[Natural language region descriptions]
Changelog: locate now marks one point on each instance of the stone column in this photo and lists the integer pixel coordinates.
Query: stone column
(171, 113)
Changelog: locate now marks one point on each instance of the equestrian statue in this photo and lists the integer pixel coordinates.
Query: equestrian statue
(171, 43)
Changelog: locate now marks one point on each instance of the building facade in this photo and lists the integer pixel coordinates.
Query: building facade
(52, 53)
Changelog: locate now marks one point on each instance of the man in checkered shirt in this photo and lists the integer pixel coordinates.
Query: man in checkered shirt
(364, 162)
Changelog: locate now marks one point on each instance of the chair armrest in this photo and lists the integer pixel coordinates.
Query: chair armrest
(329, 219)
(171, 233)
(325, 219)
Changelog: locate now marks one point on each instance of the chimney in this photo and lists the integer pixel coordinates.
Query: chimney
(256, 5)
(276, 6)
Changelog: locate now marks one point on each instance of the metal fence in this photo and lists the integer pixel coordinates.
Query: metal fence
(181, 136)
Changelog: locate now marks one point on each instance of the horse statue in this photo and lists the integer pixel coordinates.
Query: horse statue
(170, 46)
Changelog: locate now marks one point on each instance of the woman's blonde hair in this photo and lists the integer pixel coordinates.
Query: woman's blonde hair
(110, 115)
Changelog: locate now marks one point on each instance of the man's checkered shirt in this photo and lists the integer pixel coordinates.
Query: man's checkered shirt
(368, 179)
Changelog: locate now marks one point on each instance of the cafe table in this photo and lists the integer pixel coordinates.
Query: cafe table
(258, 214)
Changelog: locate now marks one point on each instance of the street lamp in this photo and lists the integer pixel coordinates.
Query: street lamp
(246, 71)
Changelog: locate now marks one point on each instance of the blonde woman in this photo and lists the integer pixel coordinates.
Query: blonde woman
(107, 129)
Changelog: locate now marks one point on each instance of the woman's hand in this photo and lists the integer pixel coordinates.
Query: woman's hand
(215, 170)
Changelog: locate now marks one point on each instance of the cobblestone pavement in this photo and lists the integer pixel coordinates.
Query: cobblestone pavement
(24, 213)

_WORK REQUIRED:_ All the lines above must be output exactly, with none omitted.

_OUTPUT FOR THIS TASK:_
Changelog: locate now marks one point on each instance of the stone column in this photo and lists the integer pixel coordinates.
Query: stone column
(171, 113)
Changelog: locate now marks one point on each instance of the equestrian statue in this photo and lists the integer pixel coordinates.
Query: equestrian statue
(171, 43)
Changelog: locate now marks one point on each instance of the building facade in this photo and lists the integer pixel coordinates.
Query: building facade
(52, 53)
Changelog: locate now marks one point on each instance of the man in checkered shirt in this photo and lists the integer pixel coordinates.
Query: man in checkered shirt
(364, 162)
Changelog: locate now marks one point on each instance of the chair armrest in this photo and lists the integer pixel coordinates.
Query: chair armrest
(329, 219)
(171, 233)
(325, 219)
Changelog: locate now marks one point on each instance of the chimney in this photo and lists the integer pixel coordinates.
Query: chimney
(256, 5)
(276, 6)
Changelog: locate now marks one point on each instance of the metal fence in this photo and lists the integer pixel coordinates.
Query: metal fence
(181, 136)
Changelog: locate now marks one point on each instance of the horse statue in this photo and lists the integer pixel coordinates.
Query: horse statue
(170, 46)
Changelog: locate now marks one point on each instance of the woman's blonde hair in this photo and lists the integer pixel coordinates.
Query: woman's blonde hair
(110, 115)
Changelog: locate now marks one point on each instance of the man's checkered shirt in this photo and lists the integer pixel coordinates.
Query: man's checkered shirt
(368, 179)
Changelog: locate now marks one point on each instance of the cafe table in this photo and lists the integer pixel coordinates.
Query: cafe table
(258, 214)
Changelog: locate now marks one point on each instance of the street lamp in this photo and lists the integer pixel coordinates.
Query: street lamp
(246, 71)
Changelog: locate now marks one point on each instance of the blonde woman in this photo and lists the integer pixel coordinates.
Query: blonde woman
(107, 129)
Changelog: locate now marks one point on each instance of the woman's hand in this photo and lists the integer pixel coordinates.
Query: woman's hand
(215, 170)
Changelog: locate now marks one point on each instance of the cobblestone pavement in this photo and lists the integer pixel coordinates.
Query: cobblestone pavement
(24, 213)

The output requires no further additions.